[Region pointing data]
* * * * * * *

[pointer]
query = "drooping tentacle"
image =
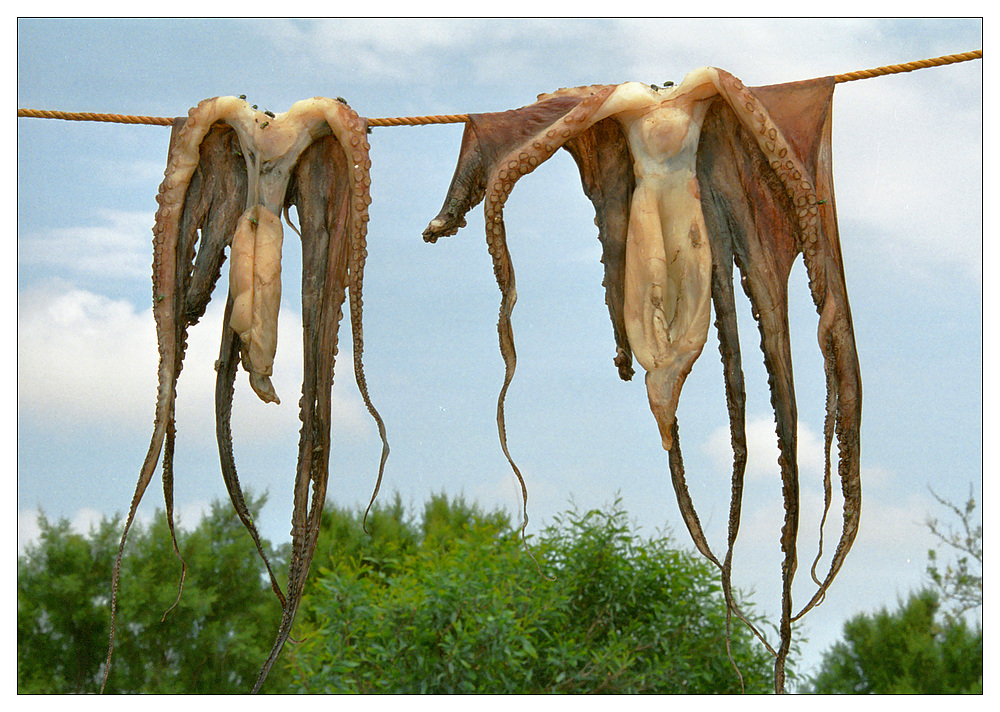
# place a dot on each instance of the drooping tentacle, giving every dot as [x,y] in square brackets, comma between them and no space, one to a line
[173,257]
[497,149]
[330,193]
[605,162]
[226,367]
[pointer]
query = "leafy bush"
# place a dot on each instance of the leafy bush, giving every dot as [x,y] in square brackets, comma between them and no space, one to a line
[455,606]
[213,641]
[905,651]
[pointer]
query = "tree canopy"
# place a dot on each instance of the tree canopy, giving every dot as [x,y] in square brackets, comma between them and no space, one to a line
[447,601]
[926,645]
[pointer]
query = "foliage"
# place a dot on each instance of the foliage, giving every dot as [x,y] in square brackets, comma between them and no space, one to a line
[906,651]
[454,605]
[959,585]
[445,602]
[926,646]
[213,641]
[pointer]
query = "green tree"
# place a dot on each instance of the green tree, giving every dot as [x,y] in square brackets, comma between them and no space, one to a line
[925,646]
[960,583]
[213,641]
[906,651]
[454,605]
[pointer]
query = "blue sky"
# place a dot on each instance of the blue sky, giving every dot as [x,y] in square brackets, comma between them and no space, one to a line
[908,171]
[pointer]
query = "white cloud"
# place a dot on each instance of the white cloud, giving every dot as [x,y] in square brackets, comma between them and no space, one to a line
[117,244]
[762,449]
[86,358]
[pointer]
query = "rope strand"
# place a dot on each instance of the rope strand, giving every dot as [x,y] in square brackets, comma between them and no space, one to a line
[462,118]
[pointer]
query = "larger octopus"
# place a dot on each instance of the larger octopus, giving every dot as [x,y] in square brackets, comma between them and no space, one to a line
[685,182]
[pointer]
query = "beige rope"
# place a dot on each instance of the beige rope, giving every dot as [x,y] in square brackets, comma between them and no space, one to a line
[908,67]
[462,118]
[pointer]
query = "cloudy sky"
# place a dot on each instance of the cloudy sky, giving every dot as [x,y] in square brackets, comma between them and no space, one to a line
[908,171]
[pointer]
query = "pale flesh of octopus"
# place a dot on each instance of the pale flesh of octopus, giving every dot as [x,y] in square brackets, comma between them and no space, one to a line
[685,182]
[231,172]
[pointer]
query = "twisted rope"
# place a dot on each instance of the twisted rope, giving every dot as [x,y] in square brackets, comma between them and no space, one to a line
[88,116]
[462,118]
[908,66]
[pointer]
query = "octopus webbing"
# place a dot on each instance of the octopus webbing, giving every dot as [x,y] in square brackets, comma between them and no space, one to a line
[686,181]
[232,170]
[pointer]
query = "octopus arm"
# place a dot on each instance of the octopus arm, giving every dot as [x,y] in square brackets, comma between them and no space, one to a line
[605,162]
[497,149]
[767,195]
[329,188]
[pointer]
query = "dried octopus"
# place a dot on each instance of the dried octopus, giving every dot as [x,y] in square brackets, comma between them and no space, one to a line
[232,170]
[686,181]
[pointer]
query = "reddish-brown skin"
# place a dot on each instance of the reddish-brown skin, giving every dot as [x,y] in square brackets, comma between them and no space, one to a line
[764,172]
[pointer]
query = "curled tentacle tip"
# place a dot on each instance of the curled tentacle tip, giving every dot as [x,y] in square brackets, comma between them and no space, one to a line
[264,389]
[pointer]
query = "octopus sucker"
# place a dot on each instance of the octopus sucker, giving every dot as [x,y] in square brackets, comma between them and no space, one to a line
[686,182]
[231,172]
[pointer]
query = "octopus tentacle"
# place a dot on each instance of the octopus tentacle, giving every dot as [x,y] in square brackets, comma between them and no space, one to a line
[173,254]
[497,150]
[333,238]
[226,366]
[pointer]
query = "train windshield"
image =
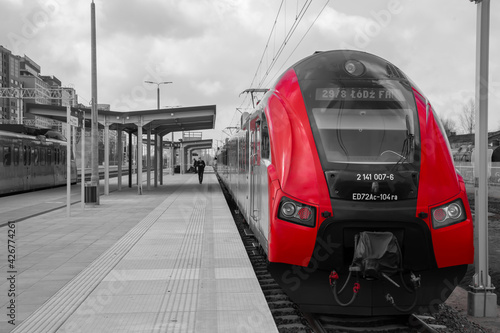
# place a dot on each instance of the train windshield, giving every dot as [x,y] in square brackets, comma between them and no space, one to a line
[363,121]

* * * * * * *

YOUR GOAL:
Produce the entries above once more, exactly as given, with each picture left out.

RESULT FOR THIS TASK:
[pointer]
query = "drooping tentacle"
image =
# place a dot on each instance of the drooping tentacle, giving every dot as [x,y] in square brackets, comma between them and no space, one to a line
[173,257]
[497,149]
[330,193]
[605,162]
[226,367]
[pointer]
query = "leafy bush"
# place a dot on each instance of the leafy bush, giving every dot as [x,y] in square brackets, comma between them and no space, one to a line
[455,606]
[213,641]
[905,651]
[pointer]
query = "tree canopy"
# place a dot on each instance of the tree canopy, giving every dot as [x,y] in square brackets, comma between them and no space, one to a line
[447,601]
[926,645]
[pointer]
query = "foliage"
# place a dot on each instance of the foliage, giving every dot as [x,y] in square brackets, comma between them and no space, one to a line
[906,651]
[454,605]
[959,585]
[445,602]
[926,646]
[213,641]
[pointer]
query = "green tree"
# place a dot on each instance of the green tree, giving every dot as [x,y] in square brackets, comma between them and no space, one to a line
[925,646]
[960,583]
[213,641]
[906,651]
[454,605]
[pointer]
query = "blue sky"
# place a dot on each instance of the blue sky, giving every dot as [x,y] in square brackets, comma between them and no space, one to a line
[908,171]
[pointer]
query = "white cloud"
# place a dot on each instance of the white cloud, giving every dot as [x,y] in square brackets, comma between them and no space, one to a line
[117,244]
[762,449]
[86,358]
[pointer]
query = "rope strand"
# place a dot on each instance of the rope strand, giving every dot as [x,y] in square brackets, comma between them and no space, one to a line
[462,118]
[pointer]
query = "larger octopus"
# place a dot on each instance of the larger octopus, giving every dot as [x,y] in square brackets, comma between them and no space, one to a line
[685,182]
[pointer]
query = "beige rope"
# place a dot on each instance of the beige rope, giving every dot as [x,y] in square brackets, comma between them and no space, one to a line
[908,67]
[462,118]
[pointer]
query = "cloudy sky"
# place a dot on each instance of the cloudy sky, giving every dot as [x,y] in square brackets, comma between them and no space, one to a line
[908,171]
[pointer]
query = "pale flesh of octopus"
# place a dot on each instance of the pale flesh of octopus, giving every dot as [x,y] in square brackets, comma between them and no space, one to a line
[685,182]
[231,172]
[pointer]
query = "twisted rope"
# place a dot on each instance of the twisted rope, giving every dot as [x,y] in square brackets, comma between them and no space, one to a line
[88,116]
[462,118]
[908,66]
[pointer]
query = "octopus webbing"
# place a dot on each instance of the octopus webbing, giving every dot as [x,y] in square brackets, comma between them and no space, one to a line
[686,181]
[232,170]
[pointer]
query = "octopus arm"
# place a dot on each instance of the octopus arm, giving every dot as [x,y] in square brackets, comma between them and no space, one to a line
[605,162]
[497,149]
[767,195]
[329,188]
[pointer]
query = "dried octopus"
# place a dot on each instance of the dried octopus, giving every dot as [x,y] in square brackets, comma between them and no space, one to a line
[232,170]
[686,181]
[pointer]
query = "reddish-brown skin"
# place a dot on each instance of the reddish-brown skin, giving every dot as [x,y] in square brackets, comma between them and no space, one to a line
[764,172]
[pointer]
query = "curled tentacle tip"
# place a dot on each instance of the curled tentacle tip, giving every dot as [x,y] in square brackets, comma between them and no space, one to a line
[264,389]
[pointer]
query = "octopus sucker"
# place a dot on each instance of the octopus sucker, giving every dot as [x,y] in square brackets, comma between them and no space, one to a line
[686,182]
[231,172]
[pointer]
query = "octopus tentacle"
# place a dot on each instance of the octopus tentacle, giving every dot as [x,y] in square brackets, comma between them and no space, one to a line
[173,254]
[497,150]
[333,238]
[226,366]
[pointer]
query = "train windshield"
image =
# place a dot on each instance of the train windshield, giving every dot as [x,y] in square brackets, comma between them and no space, one to a line
[363,121]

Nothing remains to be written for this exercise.